> **SHORT TASK**
Every entry must be given again exactly.

(Location identification entries)
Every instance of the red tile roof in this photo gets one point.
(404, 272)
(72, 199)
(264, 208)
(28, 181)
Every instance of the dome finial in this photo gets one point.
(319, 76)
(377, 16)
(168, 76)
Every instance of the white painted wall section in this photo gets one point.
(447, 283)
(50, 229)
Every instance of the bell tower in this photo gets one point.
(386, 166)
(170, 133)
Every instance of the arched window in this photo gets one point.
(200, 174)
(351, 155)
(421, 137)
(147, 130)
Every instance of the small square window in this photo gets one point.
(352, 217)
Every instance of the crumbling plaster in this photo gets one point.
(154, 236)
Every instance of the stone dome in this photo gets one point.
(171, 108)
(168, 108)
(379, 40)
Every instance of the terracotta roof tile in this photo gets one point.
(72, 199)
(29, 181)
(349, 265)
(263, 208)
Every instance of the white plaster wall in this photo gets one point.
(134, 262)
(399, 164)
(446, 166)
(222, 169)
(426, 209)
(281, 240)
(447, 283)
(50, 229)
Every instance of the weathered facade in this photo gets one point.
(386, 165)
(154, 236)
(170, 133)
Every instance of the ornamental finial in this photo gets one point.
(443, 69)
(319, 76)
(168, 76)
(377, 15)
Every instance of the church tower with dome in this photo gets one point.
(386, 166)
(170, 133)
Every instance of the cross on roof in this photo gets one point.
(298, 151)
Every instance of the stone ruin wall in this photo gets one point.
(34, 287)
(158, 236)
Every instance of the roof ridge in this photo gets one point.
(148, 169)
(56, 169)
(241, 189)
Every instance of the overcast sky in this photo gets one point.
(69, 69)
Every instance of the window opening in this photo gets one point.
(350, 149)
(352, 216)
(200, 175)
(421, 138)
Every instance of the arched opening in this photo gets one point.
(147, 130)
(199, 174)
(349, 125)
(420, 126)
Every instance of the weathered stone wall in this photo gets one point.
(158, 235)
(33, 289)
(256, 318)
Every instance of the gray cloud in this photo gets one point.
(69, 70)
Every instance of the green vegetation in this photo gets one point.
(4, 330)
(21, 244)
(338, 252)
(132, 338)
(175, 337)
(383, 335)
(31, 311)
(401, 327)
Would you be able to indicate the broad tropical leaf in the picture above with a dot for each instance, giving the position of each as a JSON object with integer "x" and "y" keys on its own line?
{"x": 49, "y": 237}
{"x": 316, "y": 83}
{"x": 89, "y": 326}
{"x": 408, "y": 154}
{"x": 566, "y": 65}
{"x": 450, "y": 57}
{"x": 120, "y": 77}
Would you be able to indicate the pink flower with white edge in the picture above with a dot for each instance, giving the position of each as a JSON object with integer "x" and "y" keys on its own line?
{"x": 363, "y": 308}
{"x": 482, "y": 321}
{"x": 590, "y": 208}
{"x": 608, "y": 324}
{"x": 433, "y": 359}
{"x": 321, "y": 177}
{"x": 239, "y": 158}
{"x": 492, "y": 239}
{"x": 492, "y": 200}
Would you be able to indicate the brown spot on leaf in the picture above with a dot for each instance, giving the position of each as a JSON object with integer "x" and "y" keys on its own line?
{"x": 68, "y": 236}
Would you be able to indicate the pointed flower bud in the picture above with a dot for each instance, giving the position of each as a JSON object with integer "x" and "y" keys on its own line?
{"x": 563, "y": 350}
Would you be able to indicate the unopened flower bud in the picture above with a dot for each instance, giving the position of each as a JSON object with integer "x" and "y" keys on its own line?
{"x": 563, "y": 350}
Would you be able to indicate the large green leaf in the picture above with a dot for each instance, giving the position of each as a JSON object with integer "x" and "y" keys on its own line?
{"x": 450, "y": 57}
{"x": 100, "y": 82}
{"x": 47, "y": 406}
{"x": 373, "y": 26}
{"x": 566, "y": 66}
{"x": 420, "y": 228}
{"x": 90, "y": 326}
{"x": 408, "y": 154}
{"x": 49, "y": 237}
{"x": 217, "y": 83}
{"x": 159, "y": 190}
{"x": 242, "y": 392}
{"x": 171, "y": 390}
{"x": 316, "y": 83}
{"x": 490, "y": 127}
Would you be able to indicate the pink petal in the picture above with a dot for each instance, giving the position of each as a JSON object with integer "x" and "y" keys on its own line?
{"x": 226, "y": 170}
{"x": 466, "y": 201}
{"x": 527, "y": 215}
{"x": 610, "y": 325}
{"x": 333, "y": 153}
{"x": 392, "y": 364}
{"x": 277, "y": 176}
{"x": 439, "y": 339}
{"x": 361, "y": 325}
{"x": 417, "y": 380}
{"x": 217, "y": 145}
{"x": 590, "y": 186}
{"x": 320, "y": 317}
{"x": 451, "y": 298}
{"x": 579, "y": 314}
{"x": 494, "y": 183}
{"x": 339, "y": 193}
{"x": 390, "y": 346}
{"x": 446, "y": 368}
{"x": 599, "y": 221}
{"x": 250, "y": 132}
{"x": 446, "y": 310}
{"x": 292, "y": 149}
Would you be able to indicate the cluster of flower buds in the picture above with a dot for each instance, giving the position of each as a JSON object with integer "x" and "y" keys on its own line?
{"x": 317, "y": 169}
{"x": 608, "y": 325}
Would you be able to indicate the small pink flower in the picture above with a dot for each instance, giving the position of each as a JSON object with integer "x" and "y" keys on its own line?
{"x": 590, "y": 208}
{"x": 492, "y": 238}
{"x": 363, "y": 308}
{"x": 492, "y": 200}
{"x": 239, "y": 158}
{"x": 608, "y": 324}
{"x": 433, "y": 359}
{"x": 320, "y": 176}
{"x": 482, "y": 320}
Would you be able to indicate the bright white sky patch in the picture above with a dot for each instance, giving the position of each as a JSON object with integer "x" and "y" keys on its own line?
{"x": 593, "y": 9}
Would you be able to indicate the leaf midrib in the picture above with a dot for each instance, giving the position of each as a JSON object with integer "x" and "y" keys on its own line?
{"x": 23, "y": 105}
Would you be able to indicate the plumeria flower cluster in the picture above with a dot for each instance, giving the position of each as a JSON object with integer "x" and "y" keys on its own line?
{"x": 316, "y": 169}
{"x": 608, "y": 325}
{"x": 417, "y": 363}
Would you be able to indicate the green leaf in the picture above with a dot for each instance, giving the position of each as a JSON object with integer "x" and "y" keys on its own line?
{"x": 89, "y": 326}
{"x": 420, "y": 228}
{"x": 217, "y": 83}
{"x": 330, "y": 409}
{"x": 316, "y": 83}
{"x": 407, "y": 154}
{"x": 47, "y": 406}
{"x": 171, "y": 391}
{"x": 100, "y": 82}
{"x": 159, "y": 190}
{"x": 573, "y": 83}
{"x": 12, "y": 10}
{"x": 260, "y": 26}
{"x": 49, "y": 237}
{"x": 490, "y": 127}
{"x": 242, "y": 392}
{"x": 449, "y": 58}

> **RIGHT ANSWER**
Every instance of the red tile roof in this photo gets one point.
(404, 272)
(72, 199)
(264, 208)
(28, 181)
Every instance of the dome finial in this photo gets one point.
(319, 76)
(377, 16)
(168, 76)
Every instance of the white painted wall section in this photo gets one point.
(447, 283)
(50, 229)
Every instance of the bell tower in this photo gets one point.
(386, 166)
(170, 133)
Every instance of the arched window in this photo gets one point.
(200, 174)
(351, 155)
(421, 137)
(147, 130)
Every instance of the small square window in this photo gets one point.
(352, 217)
Every instance of the crumbling plaster in this photo gets one point.
(154, 236)
Every instance of the stone dome in this photo gets one point.
(171, 108)
(168, 108)
(379, 40)
Every instance of the terracotta roof tile in this photo gets one point.
(72, 199)
(29, 181)
(349, 265)
(263, 208)
Every instance of the white plaster wall in this photo gets one point.
(134, 262)
(399, 164)
(446, 166)
(222, 169)
(426, 209)
(281, 240)
(447, 283)
(50, 229)
Every instance of the weathered facade in this photo gets one point.
(386, 165)
(154, 236)
(170, 133)
Every instance of the ornamental finial in this photo gets one point.
(443, 69)
(319, 76)
(168, 76)
(377, 15)
Every instance of the church tower with dome in this photo gets one point.
(386, 166)
(170, 133)
Every instance of the cross on roof in this photo gets one point.
(298, 151)
Every instance of the stone ruin wall in this photo gets one point.
(34, 287)
(158, 236)
Every instance of the roof ridge in this photo gets one point.
(148, 169)
(56, 169)
(241, 189)
Every instance of the overcast sky in this photo gets one point.
(69, 69)
Every instance of the window opening in this photo gets one point.
(350, 149)
(352, 216)
(200, 175)
(421, 138)
Every instance of the arched opening in this photo gets one point.
(147, 130)
(199, 174)
(349, 125)
(420, 126)
Every instance of the weathered stone wall in this photo gets one point.
(158, 235)
(33, 289)
(256, 318)
Every instance of the gray cloud in this photo gets one point.
(69, 70)
Every instance of the green vegetation in this photo gets one point.
(4, 330)
(21, 244)
(338, 252)
(132, 338)
(175, 337)
(383, 335)
(31, 311)
(401, 327)
Would you be able to indicate the broad tropical leaf in the picture above with a dot for each instance, giving the position of each as a JSON object with integer "x" and "y" keys on its own line?
{"x": 49, "y": 237}
{"x": 316, "y": 83}
{"x": 89, "y": 326}
{"x": 408, "y": 154}
{"x": 566, "y": 65}
{"x": 450, "y": 57}
{"x": 120, "y": 77}
Would you be able to indicate the pink flower with white edge in the picture above with a dot for each instance, giving the position of each as a JSON object with integer "x" and "y" keys on its own line?
{"x": 363, "y": 308}
{"x": 482, "y": 321}
{"x": 590, "y": 208}
{"x": 608, "y": 324}
{"x": 433, "y": 359}
{"x": 321, "y": 177}
{"x": 239, "y": 158}
{"x": 492, "y": 239}
{"x": 492, "y": 200}
Would you be able to indicate the brown spot on leaf in the picture above with a dot for each instance, giving the position of each as a JSON object with integer "x" and "y" keys on its own line?
{"x": 68, "y": 236}
Would you be able to indicate the pointed flower bud in the picture above with a dot for each instance, giving the position of each as a JSON object with integer "x" and "y" keys on its own line?
{"x": 563, "y": 350}
Would you be able to indicate the unopened flower bud in the picture above with a dot for each instance, giving the position of each as a JSON object with integer "x" and "y" keys on its own line?
{"x": 563, "y": 350}
Would you be able to indicate the large green leaf in the picture above with a dot for each instance, giving the position of each as a JSON object with integer "x" and "y" keys on its own line?
{"x": 450, "y": 57}
{"x": 100, "y": 82}
{"x": 47, "y": 406}
{"x": 373, "y": 26}
{"x": 566, "y": 66}
{"x": 420, "y": 228}
{"x": 90, "y": 326}
{"x": 408, "y": 154}
{"x": 49, "y": 237}
{"x": 217, "y": 83}
{"x": 159, "y": 190}
{"x": 242, "y": 392}
{"x": 171, "y": 390}
{"x": 316, "y": 83}
{"x": 490, "y": 127}
Would you be able to indicate the pink petal in the picture above with a dot for each instance, giving the position of each as a JSON object with integer "x" and "y" keys on its own line?
{"x": 226, "y": 170}
{"x": 466, "y": 201}
{"x": 527, "y": 215}
{"x": 610, "y": 325}
{"x": 333, "y": 153}
{"x": 392, "y": 364}
{"x": 277, "y": 176}
{"x": 439, "y": 339}
{"x": 361, "y": 325}
{"x": 417, "y": 380}
{"x": 217, "y": 145}
{"x": 590, "y": 186}
{"x": 320, "y": 317}
{"x": 451, "y": 298}
{"x": 579, "y": 314}
{"x": 494, "y": 183}
{"x": 339, "y": 193}
{"x": 390, "y": 346}
{"x": 446, "y": 368}
{"x": 599, "y": 221}
{"x": 250, "y": 132}
{"x": 446, "y": 310}
{"x": 292, "y": 149}
Would you be able to indicate the cluster of flower buds in the picture above with a dot for each instance, giving the position of each as a JSON object with integer "x" and "y" keys on its own line?
{"x": 317, "y": 169}
{"x": 608, "y": 325}
Would you be able to indicate the small pink flower in the picture above with a dot for each instance, giving the position of each as a JSON object with integer "x" and "y" keys on its own line?
{"x": 590, "y": 208}
{"x": 492, "y": 238}
{"x": 363, "y": 308}
{"x": 492, "y": 200}
{"x": 239, "y": 158}
{"x": 608, "y": 324}
{"x": 433, "y": 359}
{"x": 320, "y": 176}
{"x": 482, "y": 320}
Would you be able to indicate the bright white sky patch in the picture above with a dot for each instance, giving the position of each as a JSON object with integer "x" and "y" keys on its own line?
{"x": 593, "y": 9}
Would you be able to indicate the leaf midrib in the picture above with a dot for each instance, giving the position of each as a JSON object with integer "x" and "y" keys on its own line?
{"x": 23, "y": 105}
Would you be able to indicate the plumeria flower cluster in the picture above with a dot for each instance, giving the position of each as a JSON object with integer "x" and "y" keys on its own line?
{"x": 316, "y": 169}
{"x": 608, "y": 325}
{"x": 417, "y": 363}
Would you be able to indicate the green leaf in the picture above with a dot for each instance, giving the position of each as a JSON object with integer "x" and "y" keys on its own line?
{"x": 89, "y": 326}
{"x": 420, "y": 228}
{"x": 217, "y": 83}
{"x": 330, "y": 409}
{"x": 316, "y": 83}
{"x": 407, "y": 154}
{"x": 47, "y": 406}
{"x": 171, "y": 391}
{"x": 100, "y": 82}
{"x": 159, "y": 190}
{"x": 573, "y": 83}
{"x": 12, "y": 10}
{"x": 260, "y": 26}
{"x": 49, "y": 237}
{"x": 490, "y": 127}
{"x": 242, "y": 392}
{"x": 449, "y": 58}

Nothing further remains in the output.